=== Bloc de texte ===

Cet énième meurtre d’une femme nous pousse à penser que les peines qui sont actuellement appliquées ne sont pas dissuasives. C’est devenu récurrent. La preuve est qu’on ne peut rester une semaine ou un mois sans entendre parler d’un cas similaire. Tous, pratiquement, des crimes gratuits. On ne peut pas comprendre que des voisins, des gens avec qui on vit sous le même toit ou dans le même quartier, sautent sur une autre personne pour la violer comme un animal. A la limite, les gens cherchent des accouplements animaliers. On ne fait rien. Jusqu’à présent, on sent que la sanction n’est pas suffisante. Et on dirait que cela n’a pas l’air de déranger ceux qui sont censés assurer la sécurité des personnes et de leurs biens, mais aussi appliquer la loi.

Face à cette situation, qu’est-ce que vous comptez faire ?

Notre seule arme, face à cette situation, c’est la dénonciation. Nous dénonçons et nous interpellons la plus haute autorité du pays, en la personne du chef de l’Etat. Nous lui rappelons son engagement de criminaliser le viol, la pédophilie et l’inceste. Après ces deux infractions abominables, le viol l’est plus. Comment se jeter sur une femme qu’on ne connait pas ou qui n’est pas consentante ? Pour le dernier cas, il s’agissait d’une femme mariée et en état de grossesse. Il est indispensable de sanctionner de façon exemplaire. Là, les autorités judiciaires sont aussi interpellées, car on craint la lenteur du double degré de juridiction. C’est un problème de fonctionnement interne. Il faut que cela soit géré pour que les dossiers puissent être réglés à temps.  L’argument d’engorgement des cabinets d’instruction, à mon avis, ne peut résister à ce qui se passe. C’est à eux de voir les solutions, autrement dit les voies et moyens pour que ce genre de dossier puisse être réglé et le plus rapidement possible et dans des délais raisonnables. A chacun sa mission dans la société, son devoir de se donner les moyens d’accomplir sa mission. C’est l’interpellation que je voulais faire à l’endroit des autorités.

===

Consigne 1 ▸ Recopiez fidèlement le passage du texte qui va de « Cet énième meurtre » jusqu'à « appliquer la loi. ».
Consigne 2 ▸ Selon le texte, à quoi le chef de l'État s'est-il engagé ?
Les données ne sont pas nécessaires ici.

=== Données fournies ===

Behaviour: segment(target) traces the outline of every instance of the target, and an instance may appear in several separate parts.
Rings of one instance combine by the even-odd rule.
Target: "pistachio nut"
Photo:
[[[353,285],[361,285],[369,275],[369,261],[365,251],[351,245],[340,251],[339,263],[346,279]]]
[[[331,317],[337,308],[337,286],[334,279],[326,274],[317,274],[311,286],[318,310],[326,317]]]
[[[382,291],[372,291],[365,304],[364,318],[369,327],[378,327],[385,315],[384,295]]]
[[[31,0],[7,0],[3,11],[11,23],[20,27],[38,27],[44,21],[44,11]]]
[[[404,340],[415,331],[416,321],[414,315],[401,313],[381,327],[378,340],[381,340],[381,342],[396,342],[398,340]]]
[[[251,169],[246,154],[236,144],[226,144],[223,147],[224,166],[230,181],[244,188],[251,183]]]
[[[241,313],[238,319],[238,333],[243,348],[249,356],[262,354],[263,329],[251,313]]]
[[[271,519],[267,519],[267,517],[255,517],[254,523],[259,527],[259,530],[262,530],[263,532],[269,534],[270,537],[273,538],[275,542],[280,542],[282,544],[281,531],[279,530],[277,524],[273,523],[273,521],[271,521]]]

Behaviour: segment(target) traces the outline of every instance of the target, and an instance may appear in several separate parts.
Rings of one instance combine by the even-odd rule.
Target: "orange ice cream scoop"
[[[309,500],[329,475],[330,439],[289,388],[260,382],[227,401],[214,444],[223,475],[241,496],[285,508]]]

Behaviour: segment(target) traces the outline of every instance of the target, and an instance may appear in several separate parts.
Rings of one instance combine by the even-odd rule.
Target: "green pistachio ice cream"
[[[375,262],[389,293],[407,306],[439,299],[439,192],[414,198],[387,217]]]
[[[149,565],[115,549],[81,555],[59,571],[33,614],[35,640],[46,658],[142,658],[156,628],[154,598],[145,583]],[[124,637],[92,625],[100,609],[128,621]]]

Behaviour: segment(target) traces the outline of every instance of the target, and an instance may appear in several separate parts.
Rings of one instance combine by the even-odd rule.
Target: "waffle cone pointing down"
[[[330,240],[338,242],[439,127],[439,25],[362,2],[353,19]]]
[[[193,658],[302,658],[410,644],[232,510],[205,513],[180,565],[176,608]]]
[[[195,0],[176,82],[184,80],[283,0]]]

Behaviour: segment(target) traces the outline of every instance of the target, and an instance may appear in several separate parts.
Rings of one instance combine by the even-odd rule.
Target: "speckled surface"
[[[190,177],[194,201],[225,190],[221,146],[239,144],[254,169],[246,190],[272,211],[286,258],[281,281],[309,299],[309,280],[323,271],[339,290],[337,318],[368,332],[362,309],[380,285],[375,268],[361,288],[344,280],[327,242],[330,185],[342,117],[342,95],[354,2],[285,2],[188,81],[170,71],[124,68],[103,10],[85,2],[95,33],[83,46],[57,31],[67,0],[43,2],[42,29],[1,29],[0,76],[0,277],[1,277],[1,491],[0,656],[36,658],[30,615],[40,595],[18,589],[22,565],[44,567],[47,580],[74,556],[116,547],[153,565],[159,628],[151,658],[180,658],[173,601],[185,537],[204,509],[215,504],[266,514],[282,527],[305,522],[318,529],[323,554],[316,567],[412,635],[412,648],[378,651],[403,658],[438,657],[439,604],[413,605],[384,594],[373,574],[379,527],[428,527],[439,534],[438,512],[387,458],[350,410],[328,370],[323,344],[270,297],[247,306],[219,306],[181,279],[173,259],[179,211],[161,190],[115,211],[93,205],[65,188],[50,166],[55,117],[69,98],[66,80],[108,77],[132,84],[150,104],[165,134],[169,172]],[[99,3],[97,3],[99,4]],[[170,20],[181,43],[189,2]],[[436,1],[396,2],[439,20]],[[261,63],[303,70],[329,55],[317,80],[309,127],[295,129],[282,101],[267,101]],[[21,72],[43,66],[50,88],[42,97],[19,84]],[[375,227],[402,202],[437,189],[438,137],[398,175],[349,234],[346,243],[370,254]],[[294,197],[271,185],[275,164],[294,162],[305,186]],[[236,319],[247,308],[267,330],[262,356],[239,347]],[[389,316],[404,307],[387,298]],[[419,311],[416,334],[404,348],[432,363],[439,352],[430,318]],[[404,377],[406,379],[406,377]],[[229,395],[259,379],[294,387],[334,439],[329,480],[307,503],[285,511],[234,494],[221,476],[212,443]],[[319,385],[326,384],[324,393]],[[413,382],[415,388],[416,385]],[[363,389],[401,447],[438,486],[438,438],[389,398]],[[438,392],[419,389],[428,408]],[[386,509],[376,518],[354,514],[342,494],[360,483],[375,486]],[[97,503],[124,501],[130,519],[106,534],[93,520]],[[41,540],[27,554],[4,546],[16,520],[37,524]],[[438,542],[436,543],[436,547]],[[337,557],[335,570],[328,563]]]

===

Résultat 1 ▸
Cet énième meurtre d’une femme nous pousse à penser que les peines qui sont actuellement appliquées ne sont pas dissuasives. C’est devenu récurrent. La preuve est qu’on ne peut rester une semaine ou un mois sans entendre parler d’un cas similaire. Tous, pratiquement, des crimes gratuits. On ne peut pas comprendre que des voisins, des gens avec qui on vit sous le même toit ou dans le même quartier, sautent sur une autre personne pour la violer comme un animal. A la limite, les gens cherchent des accouplements animaliers. On ne fait rien. Jusqu’à présent, on sent que la sanction n’est pas suffisante. Et on dirait que cela n’a pas l’air de déranger ceux qui sont censés assurer la sécurité des personnes et de leurs biens, mais aussi appliquer la loi.

Résultat 2 ▸ À criminaliser le viol, la pédophilie et l'inceste.